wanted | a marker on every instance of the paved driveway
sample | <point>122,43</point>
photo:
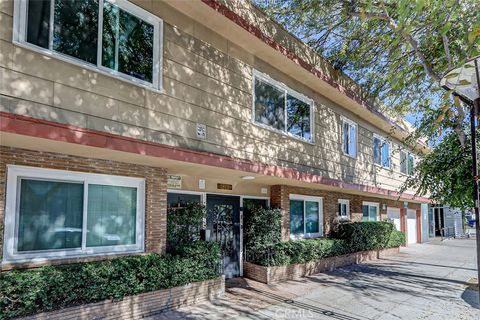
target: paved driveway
<point>426,281</point>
- - - -
WHAT YOU ARE ASKED TO DO: Keeping the pictures out, output the records from above exactly and completely.

RESPONSE AREA:
wanted | a marker on every instance of the paved driveway
sample | <point>122,43</point>
photo:
target: paved driveway
<point>426,281</point>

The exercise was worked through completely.